● Prompt A
Print the Seventh Circuit opinion excerpt below in full, word for word.

● Text extract
_ _ _

Civil Aeronautics Bd. v. Tour Travel Enterprises, Inc.

Decision Date20 November 1979
Docket NumberNos. 78-1577,78-1625,s. 78-1577
Citation605 F.2d 998
PartiesCIVIL AERONAUTICS BOARD, Plaintiff, and Earl Bratton, et al., Intervening Plaintiffs-Appellants, v. TOUR TRAVEL ENTERPRISES, INC., et al., Defendants-Appellees. CIVIL AERONAUTICS BOARD, Plaintiff-Appellee, and Earl Bratton, et al., Intervening Plaintiffs-Appellees, v. Nathan YORKE, Trustee of Tour Travel Enterprises, Inc., Sunshine Travel Agency, Inc., and Sunshine Travel of Nevada, Defendant-Appellant.
CourtU.S. Court of Appeals — Seventh Circuit

Kenneth F. Levin, Beatty, Levin, Holland, Basofin & Sarcany, Jed R. Mandel, Jenner & Block, Thomas R. Meites, Chicago, Ill., for intervening plaintiffs-appellants.

James F. Bishop, Crystal Lake, Ill., Christopher A. Bloom, Chicago, Ill., for defendants-appellees.

Before FAIRCHILD, Chief Judge, CASTLE, Senior Circuit Judge, and WOOD, Circuit Judge.

HARLINGTON WOOD, Jr., Circuit Judge.

This interlocutory appeal challenges the district court's order establishing priorities to be followed in disbursing funds from an escrow account. The account was established to protect travel tour participants, whose deposits reserved places on tours which, because of the bankruptcy of the tour operator, never occurred. For reasons as yet undetermined, the account holds less than the required amount. The district court ordered that those deposits directly traceable into the account be refunded to their depositors. The court's action is challenged on several grounds, but we reach only one. We hold that absent claimants should have been notified and given an opportunity to be heard before priorities were established, and therefore we vacate the district court's order and remand for further proceedings.

_ _ _

● Given information
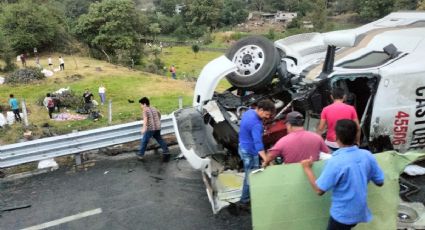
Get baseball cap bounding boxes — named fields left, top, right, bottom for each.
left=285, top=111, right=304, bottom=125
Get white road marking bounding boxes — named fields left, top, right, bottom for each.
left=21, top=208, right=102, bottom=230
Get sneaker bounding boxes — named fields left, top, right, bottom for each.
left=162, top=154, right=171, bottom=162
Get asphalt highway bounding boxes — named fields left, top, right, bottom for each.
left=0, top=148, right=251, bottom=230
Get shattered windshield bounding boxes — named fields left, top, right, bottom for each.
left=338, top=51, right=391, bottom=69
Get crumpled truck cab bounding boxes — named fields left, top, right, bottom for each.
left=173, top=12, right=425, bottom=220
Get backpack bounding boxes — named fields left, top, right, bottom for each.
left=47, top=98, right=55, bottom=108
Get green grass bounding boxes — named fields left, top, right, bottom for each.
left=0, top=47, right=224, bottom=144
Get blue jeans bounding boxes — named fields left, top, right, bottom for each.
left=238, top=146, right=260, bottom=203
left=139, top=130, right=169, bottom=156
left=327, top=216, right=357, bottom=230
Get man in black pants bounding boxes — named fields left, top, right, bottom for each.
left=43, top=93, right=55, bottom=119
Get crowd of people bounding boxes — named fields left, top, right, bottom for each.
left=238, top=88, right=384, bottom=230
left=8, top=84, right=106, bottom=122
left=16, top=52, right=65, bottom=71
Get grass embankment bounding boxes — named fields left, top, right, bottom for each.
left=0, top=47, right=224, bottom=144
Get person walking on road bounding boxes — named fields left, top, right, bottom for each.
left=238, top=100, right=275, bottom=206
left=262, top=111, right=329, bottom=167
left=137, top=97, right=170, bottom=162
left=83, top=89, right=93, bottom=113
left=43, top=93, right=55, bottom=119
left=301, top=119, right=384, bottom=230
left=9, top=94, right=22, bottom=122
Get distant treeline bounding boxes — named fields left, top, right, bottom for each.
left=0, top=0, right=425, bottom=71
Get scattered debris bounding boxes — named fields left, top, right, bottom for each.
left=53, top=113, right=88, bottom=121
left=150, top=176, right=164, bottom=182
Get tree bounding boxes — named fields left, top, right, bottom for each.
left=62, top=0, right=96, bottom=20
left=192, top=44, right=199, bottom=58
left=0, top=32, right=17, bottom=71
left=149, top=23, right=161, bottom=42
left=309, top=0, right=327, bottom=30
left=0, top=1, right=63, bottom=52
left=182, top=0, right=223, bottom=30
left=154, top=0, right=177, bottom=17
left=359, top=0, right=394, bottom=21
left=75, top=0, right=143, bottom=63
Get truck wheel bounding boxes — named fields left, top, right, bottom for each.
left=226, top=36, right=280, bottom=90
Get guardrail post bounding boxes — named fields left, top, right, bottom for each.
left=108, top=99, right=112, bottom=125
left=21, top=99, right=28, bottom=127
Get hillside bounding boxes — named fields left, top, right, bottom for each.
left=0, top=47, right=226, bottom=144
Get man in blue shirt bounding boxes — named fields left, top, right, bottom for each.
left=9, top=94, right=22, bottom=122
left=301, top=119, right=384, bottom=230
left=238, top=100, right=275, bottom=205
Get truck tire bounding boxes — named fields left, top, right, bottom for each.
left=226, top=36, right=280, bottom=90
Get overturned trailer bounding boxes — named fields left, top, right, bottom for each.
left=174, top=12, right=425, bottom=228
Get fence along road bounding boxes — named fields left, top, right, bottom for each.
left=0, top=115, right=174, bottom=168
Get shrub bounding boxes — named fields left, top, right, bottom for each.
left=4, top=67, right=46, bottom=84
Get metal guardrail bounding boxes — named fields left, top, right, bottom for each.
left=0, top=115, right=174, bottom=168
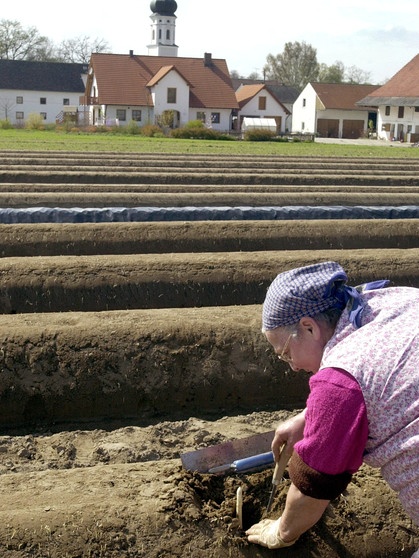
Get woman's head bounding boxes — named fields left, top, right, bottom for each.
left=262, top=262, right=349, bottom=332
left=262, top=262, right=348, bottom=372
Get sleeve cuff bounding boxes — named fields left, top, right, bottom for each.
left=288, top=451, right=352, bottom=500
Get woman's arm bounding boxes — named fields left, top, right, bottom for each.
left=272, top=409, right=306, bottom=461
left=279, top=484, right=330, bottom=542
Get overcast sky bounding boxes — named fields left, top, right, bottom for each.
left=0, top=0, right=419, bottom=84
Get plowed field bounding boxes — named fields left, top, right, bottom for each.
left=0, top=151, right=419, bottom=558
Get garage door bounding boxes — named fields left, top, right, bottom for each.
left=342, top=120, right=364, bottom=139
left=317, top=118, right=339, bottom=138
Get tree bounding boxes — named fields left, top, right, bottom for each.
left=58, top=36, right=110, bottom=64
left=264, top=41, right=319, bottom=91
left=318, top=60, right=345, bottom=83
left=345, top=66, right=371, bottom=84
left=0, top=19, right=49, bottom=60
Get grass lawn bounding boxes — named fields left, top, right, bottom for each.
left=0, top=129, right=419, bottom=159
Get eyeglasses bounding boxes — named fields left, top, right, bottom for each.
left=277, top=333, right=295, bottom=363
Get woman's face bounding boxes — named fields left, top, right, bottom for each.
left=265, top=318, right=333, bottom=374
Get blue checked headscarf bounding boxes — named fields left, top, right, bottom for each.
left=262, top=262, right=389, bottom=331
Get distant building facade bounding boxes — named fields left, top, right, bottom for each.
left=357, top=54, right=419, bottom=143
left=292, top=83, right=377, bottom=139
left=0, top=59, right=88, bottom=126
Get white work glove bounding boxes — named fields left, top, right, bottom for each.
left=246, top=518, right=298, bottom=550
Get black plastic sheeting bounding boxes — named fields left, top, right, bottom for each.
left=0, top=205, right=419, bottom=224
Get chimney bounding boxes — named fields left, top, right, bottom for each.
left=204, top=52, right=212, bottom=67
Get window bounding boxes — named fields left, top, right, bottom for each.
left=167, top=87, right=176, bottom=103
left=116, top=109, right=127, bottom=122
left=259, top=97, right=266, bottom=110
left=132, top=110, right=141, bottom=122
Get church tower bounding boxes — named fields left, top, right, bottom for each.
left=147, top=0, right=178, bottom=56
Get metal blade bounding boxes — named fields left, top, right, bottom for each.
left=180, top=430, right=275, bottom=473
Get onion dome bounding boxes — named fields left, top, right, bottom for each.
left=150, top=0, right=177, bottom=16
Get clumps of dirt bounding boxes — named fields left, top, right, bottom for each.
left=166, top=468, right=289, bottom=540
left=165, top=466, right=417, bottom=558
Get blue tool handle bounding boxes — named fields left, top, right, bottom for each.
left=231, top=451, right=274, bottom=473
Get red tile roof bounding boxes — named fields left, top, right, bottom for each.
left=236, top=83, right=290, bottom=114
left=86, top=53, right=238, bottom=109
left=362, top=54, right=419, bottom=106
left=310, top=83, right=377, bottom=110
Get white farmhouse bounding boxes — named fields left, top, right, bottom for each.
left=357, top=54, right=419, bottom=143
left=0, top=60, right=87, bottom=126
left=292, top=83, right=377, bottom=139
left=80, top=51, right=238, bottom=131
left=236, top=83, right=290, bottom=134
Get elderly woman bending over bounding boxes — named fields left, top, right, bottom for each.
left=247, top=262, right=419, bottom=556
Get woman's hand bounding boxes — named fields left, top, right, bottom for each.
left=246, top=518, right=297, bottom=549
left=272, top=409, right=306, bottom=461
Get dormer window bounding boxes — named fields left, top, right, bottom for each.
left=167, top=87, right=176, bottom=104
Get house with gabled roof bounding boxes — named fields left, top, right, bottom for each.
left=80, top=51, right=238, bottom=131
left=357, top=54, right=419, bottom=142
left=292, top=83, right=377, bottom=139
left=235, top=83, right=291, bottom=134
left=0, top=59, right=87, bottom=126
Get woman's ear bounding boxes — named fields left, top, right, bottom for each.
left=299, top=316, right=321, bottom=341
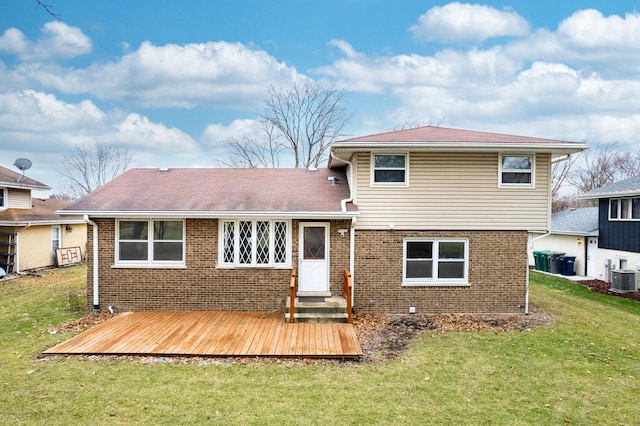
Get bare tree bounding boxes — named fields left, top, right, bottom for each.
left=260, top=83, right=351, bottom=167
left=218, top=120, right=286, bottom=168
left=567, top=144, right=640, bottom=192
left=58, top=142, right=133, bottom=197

_ _ _

● Prompt B
Report each line of the records above that contains the word "truck". Case matters.

● Full solution A
Civil Aeronautics Bd. v. Tour Travel Enterprises, Inc.

Decision Date20 November 1979
Docket NumberNos. 78-1577,78-1625,s. 78-1577
Citation605 F.2d 998
PartiesCIVIL AERONAUTICS BOARD, Plaintiff, and Earl Bratton, et al., Intervening Plaintiffs-Appellants, v. TOUR TRAVEL ENTERPRISES, INC., et al., Defendants-Appellees. CIVIL AERONAUTICS BOARD, Plaintiff-Appellee, and Earl Bratton, et al., Intervening Plaintiffs-Appellees, v. Nathan YORKE, Trustee of Tour Travel Enterprises, Inc., Sunshine Travel Agency, Inc., and Sunshine Travel of Nevada, Defendant-Appellant.
CourtU.S. Court of Appeals — Seventh Circuit

Kenneth F. Levin, Beatty, Levin, Holland, Basofin & Sarcany, Jed R. Mandel, Jenner & Block, Thomas R. Meites, Chicago, Ill., for intervening plaintiffs-appellants.

James F. Bishop, Crystal Lake, Ill., Christopher A. Bloom, Chicago, Ill., for defendants-appellees.

Before FAIRCHILD, Chief Judge, CASTLE, Senior Circuit Judge, and WOOD, Circuit Judge.

HARLINGTON WOOD, Jr., Circuit Judge.

This interlocutory appeal challenges the district court's order establishing priorities to be followed in disbursing funds from an escrow account. The account was established to protect travel tour participants, whose deposits reserved places on tours which, because of the bankruptcy of the tour operator, never occurred. For reasons as yet undetermined, the account holds less than the required amount. The district court ordered that those deposits directly traceable into the account be refunded to their depositors. The court's action is challenged on several grounds, but we reach only one. We hold that absent claimants should have been notified and given an opportunity to be heard before priorities were established, and therefore we vacate the district court's order and remand for further proceedings.

● Full solution B
Get crumpled truck cab bounding boxes — named fields left, top, right, bottom for each.
Get truck wheel bounding boxes — named fields left, top, right, bottom for each.
Get truck tire bounding boxes — named fields left, top, right, bottom for each.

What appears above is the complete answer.